- [Passage provided]:

⟨

Do you suppose that's at least part of the reason so many popular headphones these days like the ones at the Apple store are so bass heavy? Since it obscures a lot of the sound quality problems?
post #1176 of 3844

I don't think this development was planned by some conspiracy, but you raise a point. :) 

 

But you should experience a proper Linn ds source component, rigged to a proper amp and an "accurate" phone and you would see what I mean. What is known as "poor mixing or recording" has now room to breath and might be listenable as an instrument.

post #1177 of 3844
Quote:
Originally Posted by oldshoe99 View Post


Do you suppose that's at least part of the reason so many popular headphones these days like the ones at the Apple store are so bass heavy? Since it obscures a lot of the sound quality problems?

My hd595 are not bass heavy, and "obscures" well some sound quality problems. Probably the "Sennheiser Veil".

In particular, in the title "So long" by "Mr Scruff" I didn't pay attention before , to the background noise that appears near 20 sec.
 

 

post #1178 of 3844

595s are probably not one among the cans he is talking about :) The 595s are pretty close to neutral IMO

post #1179 of 3844
Quote:
Originally Posted by electropop View Post

I don't think this development was planned by some conspiracy, but you raise a point. :)

⟩

(Entries taken from a collection)
⟨

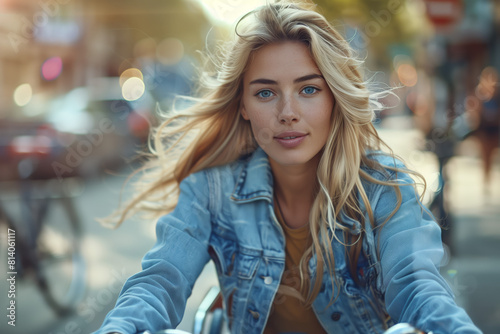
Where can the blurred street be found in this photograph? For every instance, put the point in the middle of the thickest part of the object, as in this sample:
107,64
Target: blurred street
113,255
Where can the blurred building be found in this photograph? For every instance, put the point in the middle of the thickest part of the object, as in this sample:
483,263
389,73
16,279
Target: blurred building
82,40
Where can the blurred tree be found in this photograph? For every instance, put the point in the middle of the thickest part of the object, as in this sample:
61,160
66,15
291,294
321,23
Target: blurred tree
382,27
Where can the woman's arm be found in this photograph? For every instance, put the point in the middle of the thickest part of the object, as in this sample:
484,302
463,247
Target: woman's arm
155,298
410,254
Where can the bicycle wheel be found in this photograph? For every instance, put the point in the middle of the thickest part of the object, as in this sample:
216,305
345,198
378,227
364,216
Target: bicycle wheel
60,267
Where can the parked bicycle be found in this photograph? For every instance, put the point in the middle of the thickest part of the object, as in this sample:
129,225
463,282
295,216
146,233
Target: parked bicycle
47,235
38,214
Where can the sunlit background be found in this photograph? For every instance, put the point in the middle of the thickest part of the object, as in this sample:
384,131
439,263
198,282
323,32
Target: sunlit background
82,82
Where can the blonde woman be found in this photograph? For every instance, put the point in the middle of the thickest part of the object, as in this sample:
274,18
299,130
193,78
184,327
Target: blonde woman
276,174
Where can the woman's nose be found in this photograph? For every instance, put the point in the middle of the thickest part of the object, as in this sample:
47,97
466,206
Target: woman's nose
288,111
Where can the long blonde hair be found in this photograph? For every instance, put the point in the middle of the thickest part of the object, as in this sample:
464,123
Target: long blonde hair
212,132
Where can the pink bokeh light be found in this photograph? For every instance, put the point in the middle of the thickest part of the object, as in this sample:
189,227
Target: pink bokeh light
52,68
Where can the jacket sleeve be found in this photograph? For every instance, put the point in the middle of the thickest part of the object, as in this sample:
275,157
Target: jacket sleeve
155,298
410,251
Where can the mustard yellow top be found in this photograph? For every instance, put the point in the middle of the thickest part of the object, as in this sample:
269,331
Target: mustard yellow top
288,313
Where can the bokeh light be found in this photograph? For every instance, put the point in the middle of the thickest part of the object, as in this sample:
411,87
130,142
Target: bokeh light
23,95
170,51
52,68
130,73
133,89
407,74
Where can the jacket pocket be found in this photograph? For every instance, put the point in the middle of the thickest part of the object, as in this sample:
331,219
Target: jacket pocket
246,263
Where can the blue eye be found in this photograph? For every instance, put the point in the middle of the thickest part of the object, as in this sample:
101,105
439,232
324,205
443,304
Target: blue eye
266,93
309,90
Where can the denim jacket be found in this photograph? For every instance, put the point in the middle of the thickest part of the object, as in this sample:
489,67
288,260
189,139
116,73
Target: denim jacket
226,214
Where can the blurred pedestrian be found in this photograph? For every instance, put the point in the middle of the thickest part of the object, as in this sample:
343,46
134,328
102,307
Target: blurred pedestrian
276,174
488,121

⟩

- [Problems to solve]:
- a) List every post number that appears in the forum thread about headphones.
- b) Continue the forum thread about headphones from the point where it stops.

- [Per-task outputs]:
- a) #1176, #1177, #1178, #1179

- b)
But you should experience a proper Linn ds source component, rigged to a proper amp and an "accurate" phone and you would see what I mean. What is known as "poor mixing or recording" has now room to breath and might be listenable as an instrument.

This is shure a good point, but it can be confusing to people who are reading reviews and all the issues they raise. Still, good point. Clean up everything you can first.
post #1180 of 3844
Quote:
Originally Posted by extrabigmehdi View Post




Cnet reviews are often either biased or pointless.

 



Well, I've often found Steve Guttenberg's post really informative, to the point and not at all biased.

And if you take this review and check all of our posts you'll see he has noted mostly the same

thing as us...

 

Take it as you will, the 940s are great for the price

 

(BTW, Electronics Expo is carrying OPEN BOX 940s for less than $200!!)
 

 

post #1181 of 3844

So, I just received my Shure SRH940's today. Yay!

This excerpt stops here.